SHORT TASK 1: Reproduce the passage of the string theory text starting at "The work will" and ending at "domain of discourse.", word for word.
SHORT TASK 2: Name, in order, the notions in the dependence hierarchy shown in the last line of the string theory text.
SHORT TASK 3: Extend the string theory text beyond its final line.

DOCUMENT EXTRACT:
============

If a Characters is non-Empty, it belongs to the Alphabet,

\[\Sigma = \{ \mathfrak{a}, \mathfrak{b}, \mathfrak{c}, ... \}\]

This is to be regarded as a value assignment. The entities \(\mathfrak{a}, \mathfrak{b}, \mathfrak{c}, ...\) are interpretted within a particular model of the formal system. They are descriptive constants.

In particular, the Delimiter belongs to the Alphabet.

\[\sigma \in \Sigma\]

Warning

The work will proceed as if the \(\Sigma \neq \varnothing\), but it should be noted at this stage \(\Sigma = \varnothing\) trivially satisifies all of the axioms that will be presented by annihiliating the domain of discourse.

However, \(\varepsilon\), as a formal term, is not of the same type as Alphabetic Characters. Alphabetic Characters are non-logical and are dependent on an interpretation. \(\varepsilon\), on the contrary, is structural in nature. In this regard, \(\varepsilon\) bears similarity to the parenthesis.

The aggregate of the Alphabet and the Empty Character is referred to as the Total Alphabet and is denoted,

\[\Sigma_{e} = \Sigma \cup \{ \varepsilon \}\]

In order to construct more complicated Strings through the sequencing of Characters, the operation of Concatenation must be defined, but defining Concatenation requires a well-defined notion of equality.

Note

The Equality Axiom is technically a conjunction of axioms.

Important

The order of dependence in the logical notions that underlie formal string theory is nearly unavoidable. In this hierarchy,

\(\text{Equality} \to \text{Concatenation} \to \text{Length}\)

============

DATASET EXTRACT:
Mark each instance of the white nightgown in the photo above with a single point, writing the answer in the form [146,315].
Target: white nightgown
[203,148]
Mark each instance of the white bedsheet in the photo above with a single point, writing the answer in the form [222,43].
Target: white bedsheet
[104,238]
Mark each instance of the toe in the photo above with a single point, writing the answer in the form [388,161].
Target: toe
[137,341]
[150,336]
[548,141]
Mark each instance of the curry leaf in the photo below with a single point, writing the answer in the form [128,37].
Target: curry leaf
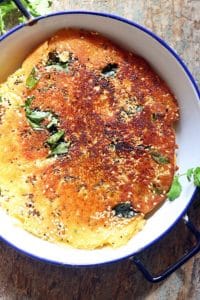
[32,79]
[175,189]
[61,148]
[54,139]
[124,210]
[37,116]
[189,174]
[196,176]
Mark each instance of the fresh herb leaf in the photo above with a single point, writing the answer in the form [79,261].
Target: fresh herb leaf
[139,108]
[54,139]
[196,176]
[124,210]
[34,125]
[160,159]
[37,116]
[61,148]
[189,174]
[53,122]
[32,79]
[157,190]
[28,101]
[175,189]
[110,70]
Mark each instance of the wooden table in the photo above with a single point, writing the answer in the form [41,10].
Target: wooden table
[177,21]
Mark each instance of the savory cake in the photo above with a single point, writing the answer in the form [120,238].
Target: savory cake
[87,144]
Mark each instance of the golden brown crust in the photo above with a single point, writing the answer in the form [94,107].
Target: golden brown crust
[120,128]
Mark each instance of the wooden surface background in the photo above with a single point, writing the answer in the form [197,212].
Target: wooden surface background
[178,22]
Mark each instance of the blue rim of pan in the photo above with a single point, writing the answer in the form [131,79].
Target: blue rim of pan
[194,84]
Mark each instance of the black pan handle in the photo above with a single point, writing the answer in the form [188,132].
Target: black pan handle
[23,10]
[176,265]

============

RESULT 1:
The work will proceed as if the \(\Sigma \neq \varnothing\), but it should be noted at this stage \(\Sigma = \varnothing\) trivially satisifies all of the axioms that will be presented by annihiliating the domain of discourse.

RESULT 2: Equality, Concatenation, Length

RESULT 3:
Equality must be assumed to give meaning to the Concatenated expression, \(s = ut\). Next, concatenation must be defined to give meaning to \(l(s)\).

There are feasible constructions that bend the order of dependence slightly, but they tend to lack the simplicity of the proposed order. For example, it is possible to build a formal theory of strings by assuming a primitive notion of character equality and then defining string equality in terms of string length and character equality, but systems built on these artifices tend to require prosaic constructions that obscure the subject matter with unnecessary formal machinery.

Concatenation#

Note

As previously indicated and now presently shown, the Empty Axiom and the Equality Axiom are necessary assumptions to ensure the Basis and Induction clauses of Concatenation are well-defined.

The notion of Concatenation is immediately followed by several assumptions that strengthen its definition and provide a basis for understanding the expanded range of expressions that are now possible by representing Strings as sequences of other Strings, e.g. \(s = uv\).

Note

The Decomposition Axiom is implicitly used by the Induction clause of Concatenation to ensure the decomposition \(s = {\iota}{u}\) exists.

Note

In the event \(\Sigma = \varnothing\), nothing exists in the domain to satisfy the inequality \(s \neq \varepsilon\), so the Decomposition Axiom is vacuously true.

Note

The \(\iota\) in the Decomposition Axiom is always satisfied by atleast \(\varepsilon\).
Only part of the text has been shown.